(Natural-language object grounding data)
------------------------------
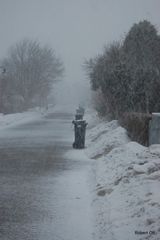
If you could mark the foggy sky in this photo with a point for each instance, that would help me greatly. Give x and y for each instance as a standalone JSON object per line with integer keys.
{"x": 76, "y": 29}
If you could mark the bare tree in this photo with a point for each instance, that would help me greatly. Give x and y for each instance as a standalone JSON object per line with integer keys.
{"x": 32, "y": 70}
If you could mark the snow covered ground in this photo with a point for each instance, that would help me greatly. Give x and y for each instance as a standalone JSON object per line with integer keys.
{"x": 124, "y": 182}
{"x": 10, "y": 120}
{"x": 126, "y": 196}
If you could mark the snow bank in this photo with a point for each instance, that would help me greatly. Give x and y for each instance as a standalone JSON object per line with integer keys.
{"x": 127, "y": 174}
{"x": 10, "y": 120}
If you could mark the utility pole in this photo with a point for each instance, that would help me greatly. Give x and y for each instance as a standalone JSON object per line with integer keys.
{"x": 3, "y": 71}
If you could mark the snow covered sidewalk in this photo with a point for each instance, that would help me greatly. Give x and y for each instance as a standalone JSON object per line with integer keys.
{"x": 126, "y": 197}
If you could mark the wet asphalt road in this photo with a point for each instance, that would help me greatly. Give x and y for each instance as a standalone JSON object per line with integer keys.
{"x": 35, "y": 178}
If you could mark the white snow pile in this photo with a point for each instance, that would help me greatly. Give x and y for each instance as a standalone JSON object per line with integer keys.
{"x": 10, "y": 120}
{"x": 126, "y": 195}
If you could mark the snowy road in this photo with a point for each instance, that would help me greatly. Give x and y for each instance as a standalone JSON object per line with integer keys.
{"x": 43, "y": 194}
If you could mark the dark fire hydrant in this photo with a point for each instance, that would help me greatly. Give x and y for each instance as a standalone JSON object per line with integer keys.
{"x": 79, "y": 130}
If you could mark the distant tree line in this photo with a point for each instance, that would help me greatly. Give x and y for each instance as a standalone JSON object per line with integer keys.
{"x": 29, "y": 72}
{"x": 126, "y": 76}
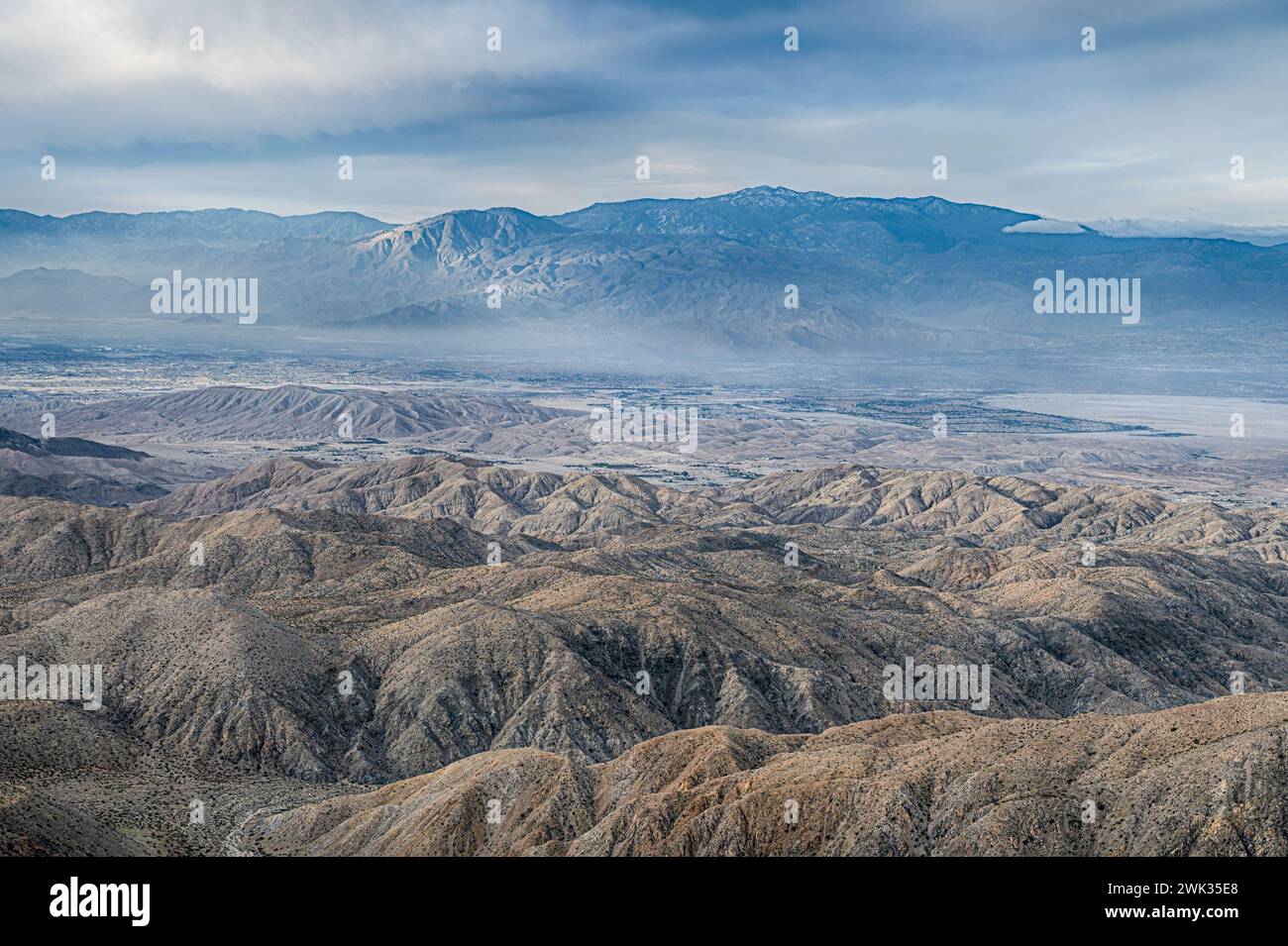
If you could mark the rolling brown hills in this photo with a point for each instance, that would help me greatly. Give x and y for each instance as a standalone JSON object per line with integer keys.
{"x": 346, "y": 628}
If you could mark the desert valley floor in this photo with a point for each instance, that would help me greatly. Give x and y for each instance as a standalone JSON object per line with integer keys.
{"x": 428, "y": 635}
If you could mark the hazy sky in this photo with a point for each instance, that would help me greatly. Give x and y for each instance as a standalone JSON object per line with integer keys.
{"x": 1144, "y": 126}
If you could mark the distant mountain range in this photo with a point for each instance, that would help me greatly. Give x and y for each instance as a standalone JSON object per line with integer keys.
{"x": 868, "y": 273}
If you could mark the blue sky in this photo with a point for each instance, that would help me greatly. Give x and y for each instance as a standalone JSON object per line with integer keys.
{"x": 1141, "y": 128}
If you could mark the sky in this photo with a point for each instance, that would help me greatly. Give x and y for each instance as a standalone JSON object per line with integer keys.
{"x": 1142, "y": 128}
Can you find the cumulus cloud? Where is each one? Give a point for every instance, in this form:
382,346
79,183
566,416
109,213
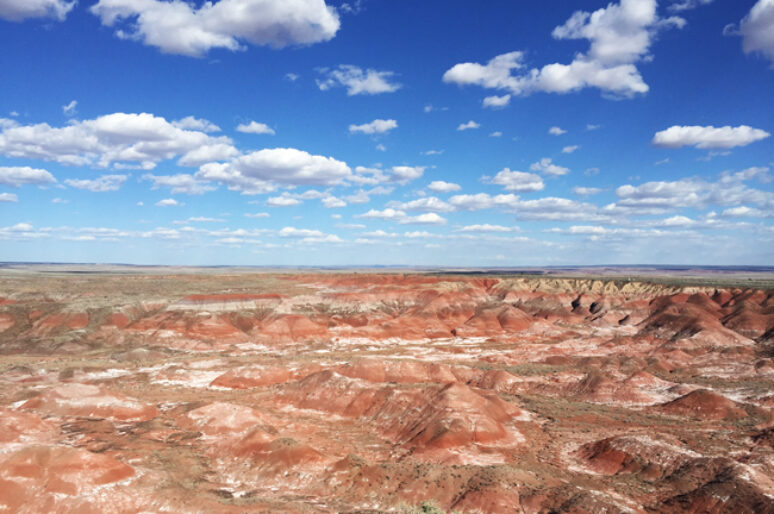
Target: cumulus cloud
406,173
120,139
70,109
663,196
18,176
377,126
482,201
619,36
169,202
555,209
586,191
427,204
101,184
488,228
178,27
255,128
180,183
497,102
401,217
283,200
358,81
686,5
261,171
439,186
331,202
747,212
19,10
757,30
469,125
547,167
708,137
192,123
518,181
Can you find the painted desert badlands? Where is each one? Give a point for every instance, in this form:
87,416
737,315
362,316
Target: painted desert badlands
366,392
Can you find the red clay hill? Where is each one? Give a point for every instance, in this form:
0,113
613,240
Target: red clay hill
343,392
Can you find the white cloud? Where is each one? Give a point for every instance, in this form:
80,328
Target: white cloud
619,36
497,102
759,173
439,186
677,221
747,212
661,196
299,232
488,228
518,181
407,173
686,5
370,176
469,125
192,123
401,217
70,109
387,214
169,202
18,10
482,201
123,140
18,176
546,166
375,127
101,184
331,202
260,172
555,209
178,27
357,81
427,204
284,200
757,29
708,137
586,191
180,184
430,218
255,128
496,74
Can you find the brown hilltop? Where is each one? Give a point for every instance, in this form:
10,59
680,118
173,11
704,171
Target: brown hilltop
383,392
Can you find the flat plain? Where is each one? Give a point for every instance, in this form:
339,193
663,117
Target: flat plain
237,390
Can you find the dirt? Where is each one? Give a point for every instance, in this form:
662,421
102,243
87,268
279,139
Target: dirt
367,392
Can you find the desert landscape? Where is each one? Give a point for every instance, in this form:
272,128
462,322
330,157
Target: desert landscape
171,390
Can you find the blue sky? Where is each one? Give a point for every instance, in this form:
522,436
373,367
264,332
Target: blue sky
304,132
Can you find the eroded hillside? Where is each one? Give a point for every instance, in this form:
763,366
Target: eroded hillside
366,392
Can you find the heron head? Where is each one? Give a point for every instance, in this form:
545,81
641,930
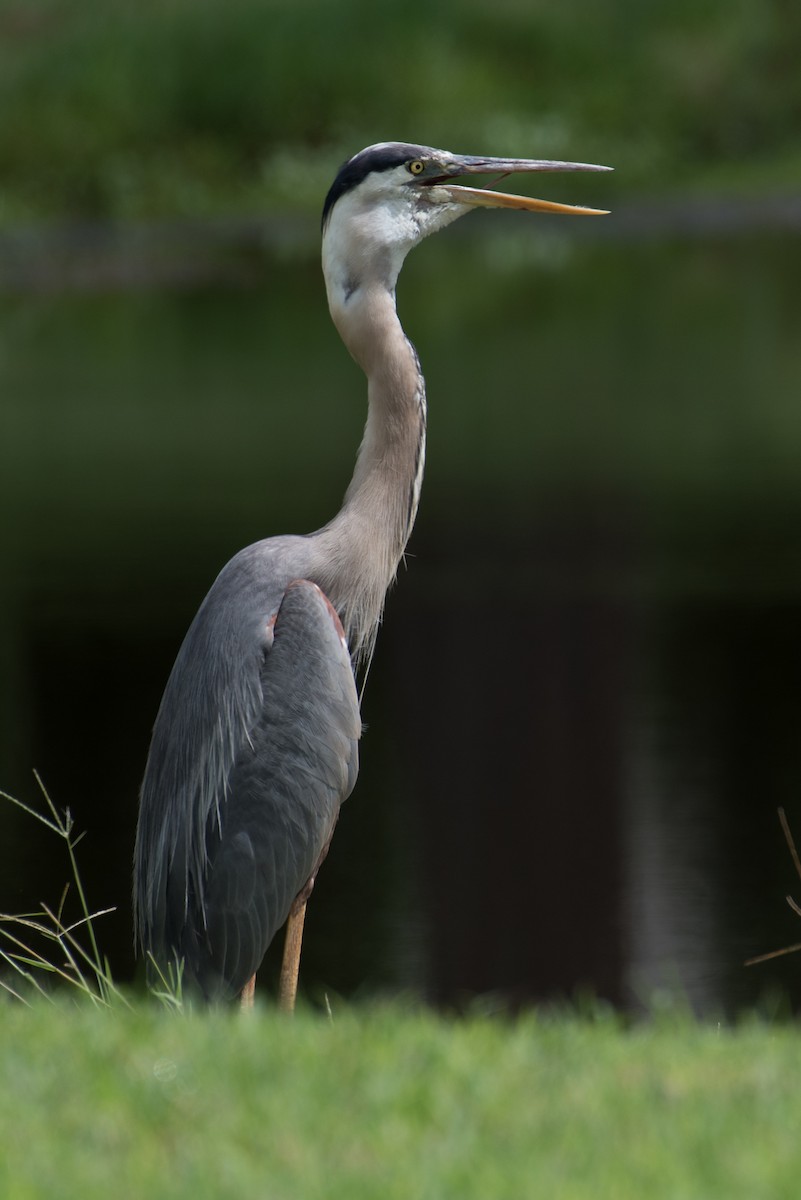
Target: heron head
389,197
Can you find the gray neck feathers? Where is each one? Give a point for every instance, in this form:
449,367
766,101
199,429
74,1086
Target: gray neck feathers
361,549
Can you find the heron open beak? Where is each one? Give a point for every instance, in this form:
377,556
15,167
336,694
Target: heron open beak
486,198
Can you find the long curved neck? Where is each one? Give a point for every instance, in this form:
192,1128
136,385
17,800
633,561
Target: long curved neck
365,543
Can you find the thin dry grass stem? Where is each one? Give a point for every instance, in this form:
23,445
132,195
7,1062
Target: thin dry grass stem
796,862
80,967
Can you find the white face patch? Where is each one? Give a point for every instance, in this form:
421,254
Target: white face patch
372,228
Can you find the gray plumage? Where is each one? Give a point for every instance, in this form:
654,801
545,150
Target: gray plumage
254,747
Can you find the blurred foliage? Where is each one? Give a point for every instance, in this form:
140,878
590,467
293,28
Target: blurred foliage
200,107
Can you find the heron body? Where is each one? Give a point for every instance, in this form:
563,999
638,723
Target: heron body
256,744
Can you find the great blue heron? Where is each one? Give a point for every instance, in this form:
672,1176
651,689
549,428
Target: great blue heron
256,742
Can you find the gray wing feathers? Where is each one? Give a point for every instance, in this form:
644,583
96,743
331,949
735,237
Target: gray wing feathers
234,825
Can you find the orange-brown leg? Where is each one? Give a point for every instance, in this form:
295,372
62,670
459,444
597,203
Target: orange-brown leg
246,997
290,964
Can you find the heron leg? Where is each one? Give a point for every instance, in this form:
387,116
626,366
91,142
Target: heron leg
247,994
290,964
294,939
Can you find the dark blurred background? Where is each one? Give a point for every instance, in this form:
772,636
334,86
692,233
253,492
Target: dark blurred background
585,703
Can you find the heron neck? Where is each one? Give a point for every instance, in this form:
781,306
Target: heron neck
369,533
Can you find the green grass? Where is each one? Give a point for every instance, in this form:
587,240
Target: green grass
392,1103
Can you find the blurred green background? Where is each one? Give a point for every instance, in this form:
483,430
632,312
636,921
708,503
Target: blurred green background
584,708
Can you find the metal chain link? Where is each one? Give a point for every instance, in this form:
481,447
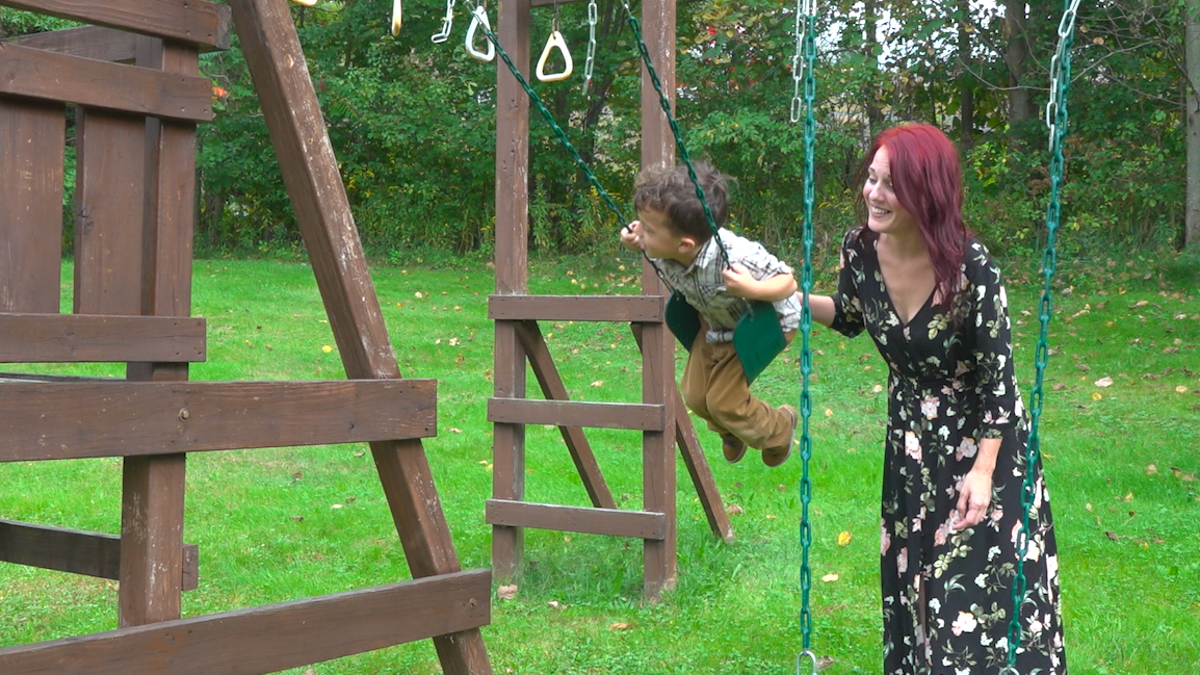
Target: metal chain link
675,130
589,64
809,49
1056,121
550,119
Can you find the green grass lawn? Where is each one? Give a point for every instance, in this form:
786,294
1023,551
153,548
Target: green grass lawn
283,524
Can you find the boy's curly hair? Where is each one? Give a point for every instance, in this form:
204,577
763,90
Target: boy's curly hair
671,192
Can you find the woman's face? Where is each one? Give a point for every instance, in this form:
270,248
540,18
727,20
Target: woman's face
885,213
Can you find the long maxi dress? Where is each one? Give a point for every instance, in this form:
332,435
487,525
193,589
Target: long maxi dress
947,595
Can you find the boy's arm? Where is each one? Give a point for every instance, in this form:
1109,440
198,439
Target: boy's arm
742,284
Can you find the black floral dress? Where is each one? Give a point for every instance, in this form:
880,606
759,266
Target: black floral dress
947,593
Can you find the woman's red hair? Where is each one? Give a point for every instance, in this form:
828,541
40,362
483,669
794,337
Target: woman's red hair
927,177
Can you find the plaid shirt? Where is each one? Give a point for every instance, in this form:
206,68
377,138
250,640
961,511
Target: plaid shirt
703,287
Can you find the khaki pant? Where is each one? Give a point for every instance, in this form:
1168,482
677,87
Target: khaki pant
714,387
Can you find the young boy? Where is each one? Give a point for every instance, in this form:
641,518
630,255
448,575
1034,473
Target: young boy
675,233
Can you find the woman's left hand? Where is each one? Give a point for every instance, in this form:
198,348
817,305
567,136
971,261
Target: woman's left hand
975,497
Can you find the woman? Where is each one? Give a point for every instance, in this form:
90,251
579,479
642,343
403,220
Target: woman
954,460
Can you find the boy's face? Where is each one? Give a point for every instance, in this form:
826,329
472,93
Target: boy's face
659,240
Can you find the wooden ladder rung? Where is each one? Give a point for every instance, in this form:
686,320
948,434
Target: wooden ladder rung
52,338
586,520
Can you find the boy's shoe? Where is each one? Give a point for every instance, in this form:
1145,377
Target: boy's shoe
733,449
777,457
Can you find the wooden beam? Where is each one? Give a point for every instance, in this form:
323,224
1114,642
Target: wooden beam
645,417
43,420
49,76
646,309
293,117
88,41
271,638
195,22
36,338
31,151
613,523
552,388
76,551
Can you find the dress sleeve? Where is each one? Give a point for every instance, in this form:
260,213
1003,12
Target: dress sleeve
993,342
847,316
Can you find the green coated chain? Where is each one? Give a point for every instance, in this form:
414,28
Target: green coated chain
809,52
558,131
675,129
1056,121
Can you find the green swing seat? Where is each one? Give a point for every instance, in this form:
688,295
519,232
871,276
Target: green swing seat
757,336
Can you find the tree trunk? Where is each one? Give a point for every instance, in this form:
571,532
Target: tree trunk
1017,57
1192,108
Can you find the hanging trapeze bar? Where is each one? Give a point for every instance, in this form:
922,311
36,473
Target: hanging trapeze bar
479,16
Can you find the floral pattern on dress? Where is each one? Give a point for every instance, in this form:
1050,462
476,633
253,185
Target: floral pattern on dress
951,384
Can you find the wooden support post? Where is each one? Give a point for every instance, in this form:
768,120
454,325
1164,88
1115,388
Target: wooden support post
658,346
298,131
511,274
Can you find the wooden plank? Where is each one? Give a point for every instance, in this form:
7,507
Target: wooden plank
196,22
31,151
576,308
511,272
77,551
153,485
49,76
88,419
37,338
613,523
552,387
658,346
694,459
577,413
293,117
88,41
109,211
270,638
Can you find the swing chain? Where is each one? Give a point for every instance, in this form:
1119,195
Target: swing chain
1057,125
553,125
805,13
684,156
809,53
593,18
1057,88
447,24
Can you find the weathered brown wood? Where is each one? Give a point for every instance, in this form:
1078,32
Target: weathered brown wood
576,308
109,213
31,151
77,551
49,76
552,387
88,419
88,41
153,485
694,459
511,275
658,346
588,520
37,338
297,125
271,638
196,22
645,417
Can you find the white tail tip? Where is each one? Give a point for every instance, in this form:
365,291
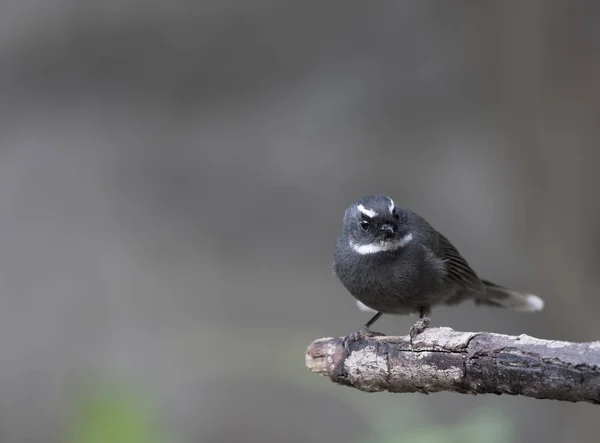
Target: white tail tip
534,303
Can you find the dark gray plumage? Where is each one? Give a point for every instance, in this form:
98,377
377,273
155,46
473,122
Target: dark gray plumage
394,262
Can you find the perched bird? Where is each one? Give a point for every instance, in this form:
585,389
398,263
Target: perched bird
394,262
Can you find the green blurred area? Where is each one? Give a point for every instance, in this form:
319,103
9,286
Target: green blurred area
112,412
115,411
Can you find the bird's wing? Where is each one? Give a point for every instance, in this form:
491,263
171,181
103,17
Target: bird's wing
457,268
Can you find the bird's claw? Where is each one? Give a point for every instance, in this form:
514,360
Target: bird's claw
420,325
359,335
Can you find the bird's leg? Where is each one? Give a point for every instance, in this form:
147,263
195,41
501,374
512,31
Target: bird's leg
361,333
421,324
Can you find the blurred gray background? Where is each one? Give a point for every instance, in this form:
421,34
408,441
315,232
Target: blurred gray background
173,177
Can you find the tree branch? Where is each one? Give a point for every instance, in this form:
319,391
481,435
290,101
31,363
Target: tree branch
466,362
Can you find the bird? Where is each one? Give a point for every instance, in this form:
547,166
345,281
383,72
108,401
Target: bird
392,261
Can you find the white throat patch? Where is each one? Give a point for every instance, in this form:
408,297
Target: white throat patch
374,248
367,212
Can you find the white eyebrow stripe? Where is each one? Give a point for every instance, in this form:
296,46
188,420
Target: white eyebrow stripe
392,205
374,248
367,212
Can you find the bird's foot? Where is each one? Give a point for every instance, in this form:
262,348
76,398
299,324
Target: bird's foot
417,328
359,335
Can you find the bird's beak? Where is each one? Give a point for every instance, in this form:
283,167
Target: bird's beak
388,228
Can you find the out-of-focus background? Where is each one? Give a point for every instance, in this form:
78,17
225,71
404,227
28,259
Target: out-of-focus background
173,177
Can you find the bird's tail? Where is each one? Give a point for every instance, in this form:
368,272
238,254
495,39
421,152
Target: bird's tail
507,298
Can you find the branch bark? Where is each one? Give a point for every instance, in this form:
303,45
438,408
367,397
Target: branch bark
442,359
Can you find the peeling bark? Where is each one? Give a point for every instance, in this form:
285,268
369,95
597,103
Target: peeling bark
442,359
------------------------------
— Exercise —
Exactly the lines from the one that holds "Can you find the white eyebrow" through the final line of the records above should be written out, and only those.

— Task response —
Can you find the white eyebrow stripe? Where is each one? Give a point for every instance, in this form:
296,46
188,420
Target: white eyebrow stripe
392,205
374,248
367,212
Can you find the bird's foot? Where is each one? Give a point for every instance, in this form:
262,348
76,398
299,324
Target: bird's foot
417,328
359,335
Can you find the bird's beak? Where is each one? Give a point for every instance, in this form:
283,167
Target: bird's beak
388,228
Can you find the out-of-focus background? Where is each one? Give a point for every instance, in this form:
78,17
225,71
404,227
28,259
Target: out-of-focus background
173,177
Can you find the bird's tail? Where is each one? Give a point for every instance, in this form:
368,272
238,254
495,39
421,152
Target: bird's tail
507,298
Can you find the branch bark? Where is each one? Give a point for every instance, in this form:
303,45
438,408
367,397
Target: branch bark
442,359
Can you find the peeling bark? Where is each one? Give a point for every instance, in this form:
285,268
369,95
597,103
Target: peeling bark
442,359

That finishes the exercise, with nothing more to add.